GIVEN PROBLEM – Reproduce every line of the material below word for word, with no changes.

DATASET EXCERPTS –
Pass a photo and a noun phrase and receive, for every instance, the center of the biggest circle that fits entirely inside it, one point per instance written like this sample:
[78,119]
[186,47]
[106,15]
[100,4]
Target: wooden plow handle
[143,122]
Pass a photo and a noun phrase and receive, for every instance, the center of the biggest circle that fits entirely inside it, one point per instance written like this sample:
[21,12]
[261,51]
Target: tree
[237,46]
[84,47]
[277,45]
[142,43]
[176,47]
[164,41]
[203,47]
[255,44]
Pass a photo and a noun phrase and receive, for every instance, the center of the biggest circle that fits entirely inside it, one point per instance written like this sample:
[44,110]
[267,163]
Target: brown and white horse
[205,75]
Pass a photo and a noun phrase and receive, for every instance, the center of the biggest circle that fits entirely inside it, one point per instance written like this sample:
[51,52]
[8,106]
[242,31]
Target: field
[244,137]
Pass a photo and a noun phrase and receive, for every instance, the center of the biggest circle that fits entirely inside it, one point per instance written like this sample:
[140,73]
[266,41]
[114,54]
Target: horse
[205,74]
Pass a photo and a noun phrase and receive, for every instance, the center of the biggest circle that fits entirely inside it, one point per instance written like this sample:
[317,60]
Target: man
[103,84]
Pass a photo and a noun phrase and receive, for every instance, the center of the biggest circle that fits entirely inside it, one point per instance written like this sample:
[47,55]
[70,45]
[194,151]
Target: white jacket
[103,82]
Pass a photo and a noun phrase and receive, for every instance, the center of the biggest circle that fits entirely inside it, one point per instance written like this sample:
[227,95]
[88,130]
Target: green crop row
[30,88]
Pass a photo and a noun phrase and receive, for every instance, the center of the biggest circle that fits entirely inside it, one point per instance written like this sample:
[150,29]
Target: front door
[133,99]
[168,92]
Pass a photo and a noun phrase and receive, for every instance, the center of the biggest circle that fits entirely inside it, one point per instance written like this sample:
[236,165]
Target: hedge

EXERCISE RESULT –
Pass a photo and a noun phrase and receive, for every instance, the center of the biggest circle that fits entirely inside it, one point per instance written like this sample:
[78,119]
[186,47]
[106,15]
[100,4]
Target: wooden plow handle
[143,122]
Pass a photo and a noun phrase and receive, for every instance, the center of the biggest circle that fits entirely inside it, one point per instance written like this sample:
[21,12]
[261,51]
Target: tree
[237,46]
[84,47]
[277,45]
[142,43]
[176,47]
[164,41]
[203,47]
[255,44]
Pass a photo and a noun phrase and receive, for every instance, the center of the biggest circle that fits entirely inside it, one point per instance written like this sample:
[44,110]
[267,163]
Target: brown and white horse
[205,75]
Pass a photo and a noun phrase and receive, for every instance, the center of the biggest circle that fits entirely inside it, one point per instance written like this sample:
[51,52]
[8,106]
[242,31]
Target: field
[244,137]
Pass a photo and a noun phrase and receive, for every instance, the center of the biggest circle that fits entirely inside it, one point per instance written like this sample:
[140,73]
[266,41]
[114,54]
Target: horse
[205,74]
Pass a photo and a noun phrase and receive, for every instance, the center of the biggest circle that fits entirely inside it, one point per instance written like this sample:
[317,60]
Target: man
[103,84]
Pass a photo and a noun phrase and receive, for every instance, the center of the biggest circle that fits entirely inside it, one point per instance written like this sample:
[47,55]
[70,45]
[194,151]
Target: white jacket
[103,82]
Pass a photo and a noun phrase and receive, for every instance, the center of the biggest circle that fits entirely inside it, one point per instance written like this sample:
[227,95]
[88,130]
Target: green crop row
[30,88]
Pass a photo and a noun phrase and receive, for every instance, the center of the biggest circle that fits entirely inside it, one point per instance written like this sample:
[150,29]
Target: front door
[133,99]
[168,92]
Pass a photo and a noun phrase and receive, for every instance, the center of the biggest circle that fits entirely inside it, one point per instance written like this sample:
[236,165]
Target: hedge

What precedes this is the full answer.